##### Excerpt to read #####
We Don't Need No Steenkin' Carbon
Okay, now here's a paper to kick your paradigms a little off-kilter: self-replicating, mutating complex structures built from inorganic dust, kick-started into a form of rudimentary "metabolism" by charged plasmas.
For want of a better word, Life. Inorganic life. Spawned from starting conditions reasonably common in deep space, if I'm to believe the commentary.
Of course, the results are just out, and so is the jury. We don't want to get too carried away; lots of nonliving structures superficially resemble life in a variety of ways (ball lightning, Fox's microspheres from the fifties — I even wrote a children's story once premised on the thought that fire might be considered a life form under the right circumstances, although the logic of that argument was about as feeble as the story itself). And for every thought-provoking Hoyleian thought-experiment into sentient clouds, there are ten third-rate episodes of Star Trek and Space: 1999 that trotted out the ol' energy-being trope for no better reason than that a blob of blue light was even cheaper to render than a guy in a rubber mask. There's a certain hokey taint to the whole concept.
##### Material shown #####
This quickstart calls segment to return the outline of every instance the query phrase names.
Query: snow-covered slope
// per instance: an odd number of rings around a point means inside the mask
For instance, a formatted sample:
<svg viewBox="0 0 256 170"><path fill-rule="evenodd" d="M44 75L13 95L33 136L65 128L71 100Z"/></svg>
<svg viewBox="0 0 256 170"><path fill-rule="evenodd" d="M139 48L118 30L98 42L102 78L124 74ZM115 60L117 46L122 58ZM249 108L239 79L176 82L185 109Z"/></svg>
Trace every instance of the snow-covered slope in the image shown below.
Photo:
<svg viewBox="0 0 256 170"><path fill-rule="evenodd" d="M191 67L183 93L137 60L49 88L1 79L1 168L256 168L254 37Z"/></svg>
#####
■ Required action A ■
In the post on inorganic life, list the examples of life-like nonliving things given inside the parentheses.
■ Required action B ■
Return the passage of the post on inorganic life starting at "Of course, the" and ending at "the whole concept.".
■ Required action C ■
In the post on inorganic life, what are the self-replicating structures described in the paper built from?
None of this work requires the data.

■ Written reply A ■
Ball lightning; Fox's microspheres from the fifties; fire

■ Written reply B ■
Of course, the results are just out, and so is the jury. We don't want to get too carried away; lots of nonliving structures superficially resemble life in a variety of ways (ball lightning, Fox's microspheres from the fifties — I even wrote a children's story once premised on the thought that fire might be considered a life form under the right circumstances, although the logic of that argument was about as feeble as the story itself). And for every thought-provoking Hoyleian thought-experiment into sentient clouds, there are ten third-rate episodes of Star Trek and Space: 1999 that trotted out the ol' energy-being trope for no better reason than that a blob of blue light was even cheaper to render than a guy in a rubber mask. There's a certain hokey taint to the whole concept.

■ Written reply C ■
Inorganic dust.